§ TEXT PASSAGE:
════════════════════

A funny thing happened, though, after Collins and Paul immediately announced that they would not vote to advance the bill: No one else did.

For hours I scoured the halls of the Senate side of the Capitol trying to find one of the many senators who had trashed the bill’s Medicaid cuts to see if they, too, would vote no on advancing the bill—thus killing it. I could not find one. It is possible that a third—or more likely, a third, fourth, fifth, and sixth, together—could come out shortly after this piece is published. But consider that perhaps no third senator has come out to kill the bill because no third senator intends to kill the bill.

The new bill followed a familiar pattern that we saw with the House bill: It shifted the policy to the right, and then threw money at the problems those policy shifts would create. Cruz got his deregulatory amendment tentatively added to the bill. If the bill were to stay the same, he told a pack of reporters after the meeting, he would support it. Lee is still reviewing the bill, as the version of the amendment McConnell included was not exactly what he wanted. But the conservatives, save Paul, are closer than the moderates are.

The holdouts worth taking seriously—not, for example, Arizona Sen. John McCain—are now those moderates concerned about the bill’s treatment of Medicaid: Nevada Sen. Dean Heller, Alaska Sen. Lisa Murkowski, North Dakota Sen. John Hoeven, Ohio Sen. Rob Portman, and West Virginia Sen. Shelley Moore Capito. Their gripe is not abstract. They wanted the stingy long-term caps on Medicaid spending lifted, and they didn’t get it. But they’re not saying no yet. Each of them is officially undecided on how they’ll vote on the motion to proceed, and they all met in Sen. Mitch McConnell’s office Thursday afternoon to continue discussing.

════════════════════

§ DATA SHOWN:
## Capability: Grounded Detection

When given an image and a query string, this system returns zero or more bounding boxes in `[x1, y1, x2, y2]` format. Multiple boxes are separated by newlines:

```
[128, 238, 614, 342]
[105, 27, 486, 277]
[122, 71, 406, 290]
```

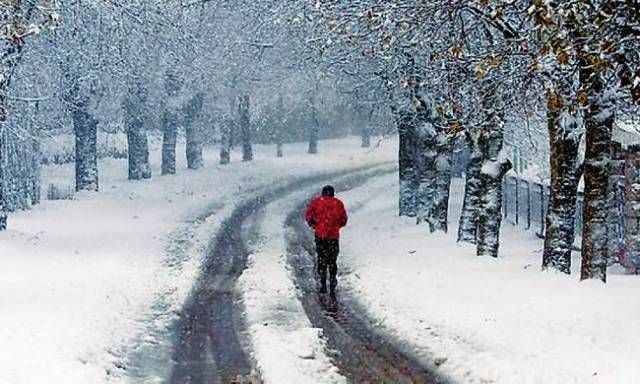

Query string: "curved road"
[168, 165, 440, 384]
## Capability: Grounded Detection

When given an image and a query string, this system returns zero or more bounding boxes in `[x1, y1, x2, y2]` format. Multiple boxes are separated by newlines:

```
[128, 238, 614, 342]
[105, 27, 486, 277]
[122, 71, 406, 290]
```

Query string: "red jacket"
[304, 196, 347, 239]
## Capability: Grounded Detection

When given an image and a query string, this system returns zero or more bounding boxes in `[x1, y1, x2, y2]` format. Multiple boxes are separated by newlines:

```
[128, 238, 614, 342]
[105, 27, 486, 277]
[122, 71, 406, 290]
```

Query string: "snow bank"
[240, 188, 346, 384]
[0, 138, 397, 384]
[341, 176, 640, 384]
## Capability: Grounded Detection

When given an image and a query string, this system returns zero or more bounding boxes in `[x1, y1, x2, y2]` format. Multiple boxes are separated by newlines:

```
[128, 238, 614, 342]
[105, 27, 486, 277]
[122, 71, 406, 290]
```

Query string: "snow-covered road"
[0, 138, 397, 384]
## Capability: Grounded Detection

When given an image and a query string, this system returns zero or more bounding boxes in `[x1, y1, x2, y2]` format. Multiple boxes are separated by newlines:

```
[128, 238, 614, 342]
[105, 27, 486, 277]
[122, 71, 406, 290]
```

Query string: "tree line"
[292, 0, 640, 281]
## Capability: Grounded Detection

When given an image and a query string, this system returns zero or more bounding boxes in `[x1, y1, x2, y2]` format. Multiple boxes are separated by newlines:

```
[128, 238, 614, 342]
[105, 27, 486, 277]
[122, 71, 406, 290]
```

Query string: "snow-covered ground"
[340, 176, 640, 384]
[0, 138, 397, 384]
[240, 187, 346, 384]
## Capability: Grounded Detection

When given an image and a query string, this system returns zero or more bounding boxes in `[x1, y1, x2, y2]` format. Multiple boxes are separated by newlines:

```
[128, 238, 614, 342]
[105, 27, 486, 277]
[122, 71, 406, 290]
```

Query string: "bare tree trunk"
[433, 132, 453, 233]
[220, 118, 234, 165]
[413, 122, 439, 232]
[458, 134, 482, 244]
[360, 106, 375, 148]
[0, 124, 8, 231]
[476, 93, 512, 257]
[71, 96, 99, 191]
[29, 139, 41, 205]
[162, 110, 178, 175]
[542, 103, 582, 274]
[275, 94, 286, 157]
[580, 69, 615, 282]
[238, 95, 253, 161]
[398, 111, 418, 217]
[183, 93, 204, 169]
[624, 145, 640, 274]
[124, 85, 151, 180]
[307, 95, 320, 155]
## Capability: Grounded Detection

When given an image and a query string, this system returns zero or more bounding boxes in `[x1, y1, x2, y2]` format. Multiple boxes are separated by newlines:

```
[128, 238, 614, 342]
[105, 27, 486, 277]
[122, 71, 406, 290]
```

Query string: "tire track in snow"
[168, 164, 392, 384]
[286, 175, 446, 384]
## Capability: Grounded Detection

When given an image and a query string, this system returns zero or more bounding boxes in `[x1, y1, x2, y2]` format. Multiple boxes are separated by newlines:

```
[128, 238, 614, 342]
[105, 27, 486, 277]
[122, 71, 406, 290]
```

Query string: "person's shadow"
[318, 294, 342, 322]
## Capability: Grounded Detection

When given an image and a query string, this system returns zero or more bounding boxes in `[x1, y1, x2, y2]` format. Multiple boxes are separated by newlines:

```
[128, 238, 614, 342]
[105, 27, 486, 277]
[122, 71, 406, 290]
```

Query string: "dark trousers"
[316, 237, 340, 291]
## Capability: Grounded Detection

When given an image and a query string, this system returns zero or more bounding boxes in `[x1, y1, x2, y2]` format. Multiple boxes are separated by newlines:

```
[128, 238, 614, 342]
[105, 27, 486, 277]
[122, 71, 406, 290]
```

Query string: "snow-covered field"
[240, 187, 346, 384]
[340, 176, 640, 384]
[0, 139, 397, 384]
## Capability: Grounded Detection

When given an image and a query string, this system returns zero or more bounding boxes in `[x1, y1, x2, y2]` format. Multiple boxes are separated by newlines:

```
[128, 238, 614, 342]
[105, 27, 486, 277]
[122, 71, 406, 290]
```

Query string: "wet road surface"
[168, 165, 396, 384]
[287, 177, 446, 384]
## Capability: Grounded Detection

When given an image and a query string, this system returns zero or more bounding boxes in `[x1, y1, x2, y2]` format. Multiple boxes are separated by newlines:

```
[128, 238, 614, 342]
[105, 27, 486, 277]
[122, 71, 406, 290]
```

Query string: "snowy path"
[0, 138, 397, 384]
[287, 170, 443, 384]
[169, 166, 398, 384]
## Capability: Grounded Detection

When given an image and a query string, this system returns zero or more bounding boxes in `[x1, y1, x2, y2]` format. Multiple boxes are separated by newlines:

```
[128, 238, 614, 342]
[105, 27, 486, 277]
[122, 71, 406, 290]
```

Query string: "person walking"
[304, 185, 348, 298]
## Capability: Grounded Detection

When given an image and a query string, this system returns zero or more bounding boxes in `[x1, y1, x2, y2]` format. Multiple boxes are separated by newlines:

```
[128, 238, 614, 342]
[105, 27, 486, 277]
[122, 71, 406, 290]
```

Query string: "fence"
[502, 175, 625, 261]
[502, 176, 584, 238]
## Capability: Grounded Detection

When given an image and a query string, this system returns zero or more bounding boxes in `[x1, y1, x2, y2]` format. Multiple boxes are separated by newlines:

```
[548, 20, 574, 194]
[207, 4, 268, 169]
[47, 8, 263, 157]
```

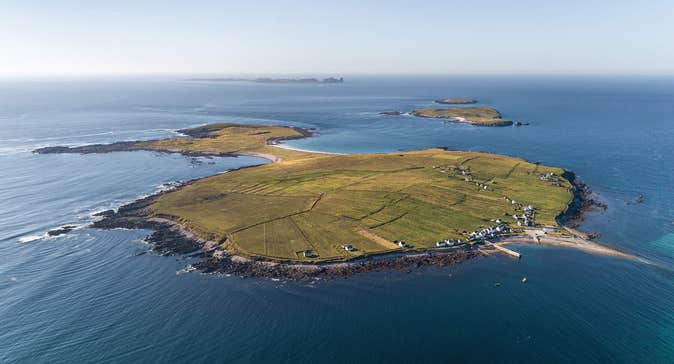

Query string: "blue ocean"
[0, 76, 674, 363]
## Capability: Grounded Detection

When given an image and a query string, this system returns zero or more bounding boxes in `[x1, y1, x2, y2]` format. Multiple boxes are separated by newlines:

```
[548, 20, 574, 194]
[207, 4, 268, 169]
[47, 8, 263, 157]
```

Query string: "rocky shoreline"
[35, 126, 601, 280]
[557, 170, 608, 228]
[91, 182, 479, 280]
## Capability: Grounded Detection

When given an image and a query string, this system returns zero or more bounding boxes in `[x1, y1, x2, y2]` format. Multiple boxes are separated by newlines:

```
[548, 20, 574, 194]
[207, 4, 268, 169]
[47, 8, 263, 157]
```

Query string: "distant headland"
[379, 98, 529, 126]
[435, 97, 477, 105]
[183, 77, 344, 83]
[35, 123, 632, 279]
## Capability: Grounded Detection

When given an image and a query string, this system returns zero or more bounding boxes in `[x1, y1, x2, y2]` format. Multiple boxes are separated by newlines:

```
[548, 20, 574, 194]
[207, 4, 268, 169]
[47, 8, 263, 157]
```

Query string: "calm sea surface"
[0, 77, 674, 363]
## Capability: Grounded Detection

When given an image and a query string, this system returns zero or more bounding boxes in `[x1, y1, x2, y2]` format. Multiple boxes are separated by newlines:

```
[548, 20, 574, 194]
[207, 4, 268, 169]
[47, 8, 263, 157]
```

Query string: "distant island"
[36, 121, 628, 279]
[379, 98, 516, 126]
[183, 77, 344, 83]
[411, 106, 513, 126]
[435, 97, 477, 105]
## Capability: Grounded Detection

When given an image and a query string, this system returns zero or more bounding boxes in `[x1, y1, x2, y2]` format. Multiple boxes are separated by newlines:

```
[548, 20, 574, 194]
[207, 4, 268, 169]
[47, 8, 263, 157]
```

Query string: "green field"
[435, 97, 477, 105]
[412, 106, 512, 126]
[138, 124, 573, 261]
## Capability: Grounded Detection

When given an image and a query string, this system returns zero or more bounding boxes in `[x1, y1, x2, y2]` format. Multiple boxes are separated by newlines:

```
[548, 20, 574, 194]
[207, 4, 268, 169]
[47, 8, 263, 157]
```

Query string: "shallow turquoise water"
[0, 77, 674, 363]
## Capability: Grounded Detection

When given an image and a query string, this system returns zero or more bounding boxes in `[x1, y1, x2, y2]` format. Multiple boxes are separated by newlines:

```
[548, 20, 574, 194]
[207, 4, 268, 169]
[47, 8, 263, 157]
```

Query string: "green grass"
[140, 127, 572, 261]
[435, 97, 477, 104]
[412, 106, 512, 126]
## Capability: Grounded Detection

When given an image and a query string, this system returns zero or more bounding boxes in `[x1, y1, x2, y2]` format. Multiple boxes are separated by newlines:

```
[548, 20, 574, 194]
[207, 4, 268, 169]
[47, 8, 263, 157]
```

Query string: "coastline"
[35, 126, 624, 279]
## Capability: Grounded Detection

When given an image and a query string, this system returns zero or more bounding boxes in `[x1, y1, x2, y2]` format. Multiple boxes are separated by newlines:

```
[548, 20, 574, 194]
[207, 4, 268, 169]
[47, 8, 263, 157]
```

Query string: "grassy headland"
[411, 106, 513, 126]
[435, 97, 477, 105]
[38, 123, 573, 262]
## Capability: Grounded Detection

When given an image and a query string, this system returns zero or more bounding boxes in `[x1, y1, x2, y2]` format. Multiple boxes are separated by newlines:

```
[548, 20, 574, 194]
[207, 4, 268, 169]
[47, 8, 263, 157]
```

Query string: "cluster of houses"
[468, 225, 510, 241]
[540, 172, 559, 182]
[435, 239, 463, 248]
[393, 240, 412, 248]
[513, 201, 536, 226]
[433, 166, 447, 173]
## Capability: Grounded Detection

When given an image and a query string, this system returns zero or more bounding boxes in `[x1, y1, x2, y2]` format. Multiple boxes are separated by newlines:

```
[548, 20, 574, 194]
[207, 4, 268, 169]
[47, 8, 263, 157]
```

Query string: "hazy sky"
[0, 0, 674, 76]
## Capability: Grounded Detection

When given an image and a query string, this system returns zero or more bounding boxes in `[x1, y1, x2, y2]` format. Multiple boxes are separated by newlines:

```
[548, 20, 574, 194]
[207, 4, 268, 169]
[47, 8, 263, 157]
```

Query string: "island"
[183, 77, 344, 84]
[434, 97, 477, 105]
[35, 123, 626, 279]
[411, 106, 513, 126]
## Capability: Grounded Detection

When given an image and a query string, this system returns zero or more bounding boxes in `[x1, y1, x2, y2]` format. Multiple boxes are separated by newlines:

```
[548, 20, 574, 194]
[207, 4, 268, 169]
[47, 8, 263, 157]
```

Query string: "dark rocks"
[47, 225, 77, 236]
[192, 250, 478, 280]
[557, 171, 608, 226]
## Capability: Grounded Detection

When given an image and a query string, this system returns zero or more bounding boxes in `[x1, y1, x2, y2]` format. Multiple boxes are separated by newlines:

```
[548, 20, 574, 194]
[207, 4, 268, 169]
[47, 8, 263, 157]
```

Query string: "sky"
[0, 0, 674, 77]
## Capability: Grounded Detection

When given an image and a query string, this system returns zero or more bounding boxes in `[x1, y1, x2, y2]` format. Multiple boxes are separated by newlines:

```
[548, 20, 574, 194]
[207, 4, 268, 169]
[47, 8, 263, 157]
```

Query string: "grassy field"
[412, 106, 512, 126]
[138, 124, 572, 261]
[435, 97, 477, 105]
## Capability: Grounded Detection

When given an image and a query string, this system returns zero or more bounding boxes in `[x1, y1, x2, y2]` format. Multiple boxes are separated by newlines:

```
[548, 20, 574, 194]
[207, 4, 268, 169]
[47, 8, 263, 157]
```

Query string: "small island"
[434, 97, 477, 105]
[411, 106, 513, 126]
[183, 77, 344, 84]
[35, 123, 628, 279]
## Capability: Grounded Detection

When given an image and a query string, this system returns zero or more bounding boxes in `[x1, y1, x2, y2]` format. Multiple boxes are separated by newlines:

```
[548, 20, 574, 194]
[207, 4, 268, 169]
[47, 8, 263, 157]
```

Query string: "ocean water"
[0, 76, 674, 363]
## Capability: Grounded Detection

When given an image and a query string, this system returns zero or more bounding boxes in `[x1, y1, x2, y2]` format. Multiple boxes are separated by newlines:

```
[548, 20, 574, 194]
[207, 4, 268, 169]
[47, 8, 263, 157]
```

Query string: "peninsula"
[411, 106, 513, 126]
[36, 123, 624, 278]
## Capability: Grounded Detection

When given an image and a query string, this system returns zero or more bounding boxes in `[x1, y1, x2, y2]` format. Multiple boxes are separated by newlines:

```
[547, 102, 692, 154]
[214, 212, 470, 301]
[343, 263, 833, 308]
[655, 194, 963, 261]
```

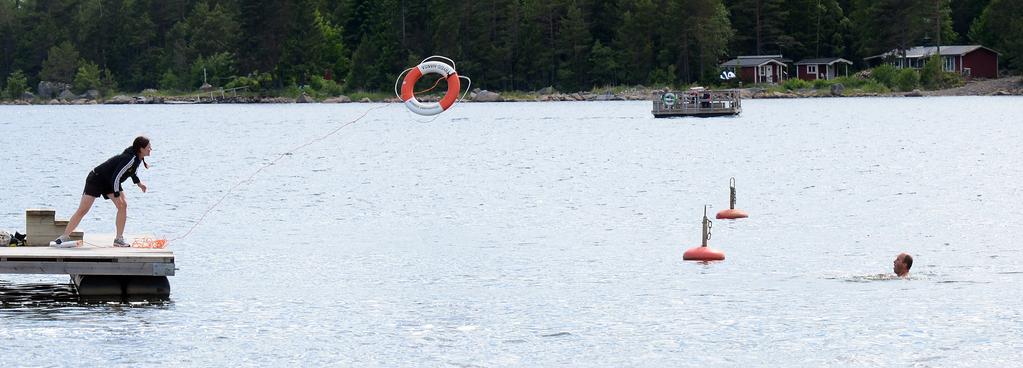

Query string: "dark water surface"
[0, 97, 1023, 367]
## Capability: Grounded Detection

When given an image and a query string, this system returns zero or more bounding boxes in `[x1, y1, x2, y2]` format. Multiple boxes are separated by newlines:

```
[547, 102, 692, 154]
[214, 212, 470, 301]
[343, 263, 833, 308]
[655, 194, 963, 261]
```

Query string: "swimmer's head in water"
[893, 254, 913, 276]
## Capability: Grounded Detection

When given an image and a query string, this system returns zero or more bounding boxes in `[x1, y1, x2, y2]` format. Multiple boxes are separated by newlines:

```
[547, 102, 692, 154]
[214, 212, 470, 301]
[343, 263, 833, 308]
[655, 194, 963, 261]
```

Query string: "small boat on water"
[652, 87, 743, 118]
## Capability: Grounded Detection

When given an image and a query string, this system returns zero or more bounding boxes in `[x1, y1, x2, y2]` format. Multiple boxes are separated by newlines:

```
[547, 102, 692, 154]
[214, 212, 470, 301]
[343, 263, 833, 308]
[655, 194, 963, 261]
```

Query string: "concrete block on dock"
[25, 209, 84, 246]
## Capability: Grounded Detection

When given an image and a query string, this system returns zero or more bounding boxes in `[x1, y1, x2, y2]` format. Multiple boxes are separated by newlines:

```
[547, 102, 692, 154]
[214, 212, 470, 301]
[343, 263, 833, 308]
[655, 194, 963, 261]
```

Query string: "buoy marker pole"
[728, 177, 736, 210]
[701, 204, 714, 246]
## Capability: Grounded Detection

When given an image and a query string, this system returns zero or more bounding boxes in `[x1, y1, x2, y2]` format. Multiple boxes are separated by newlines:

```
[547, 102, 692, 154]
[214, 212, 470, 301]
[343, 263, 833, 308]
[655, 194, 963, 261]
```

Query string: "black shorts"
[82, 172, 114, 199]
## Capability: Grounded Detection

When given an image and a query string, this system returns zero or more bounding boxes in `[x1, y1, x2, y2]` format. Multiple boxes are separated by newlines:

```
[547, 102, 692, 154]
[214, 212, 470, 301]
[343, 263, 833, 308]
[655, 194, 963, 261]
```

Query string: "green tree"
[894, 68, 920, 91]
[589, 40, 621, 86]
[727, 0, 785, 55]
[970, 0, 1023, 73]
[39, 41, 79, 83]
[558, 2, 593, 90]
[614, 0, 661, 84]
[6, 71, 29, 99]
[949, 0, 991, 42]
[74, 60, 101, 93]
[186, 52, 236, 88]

════════════════════

§ EXERCISE TASKS:
A. In the passage about the Senate bill, whose deregulatory amendment was tentatively added to the bill?
B. Retype the part of the Senate bill passage that begins at the words "A funny thing" and ends after the words "kill the bill.".

§ ACTIVITY ANSWERS:
A. Cruz's amendment was tentatively added.

B.
A funny thing happened, though, after Collins and Paul immediately announced that they would not vote to advance the bill: No one else did.

For hours I scoured the halls of the Senate side of the Capitol trying to find one of the many senators who had trashed the bill’s Medicaid cuts to see if they, too, would vote no on advancing the bill—thus killing it. I could not find one. It is possible that a third—or more likely, a third, fourth, fifth, and sixth, together—could come out shortly after this piece is published. But consider that perhaps no third senator has come out to kill the bill because no third senator intends to kill the bill.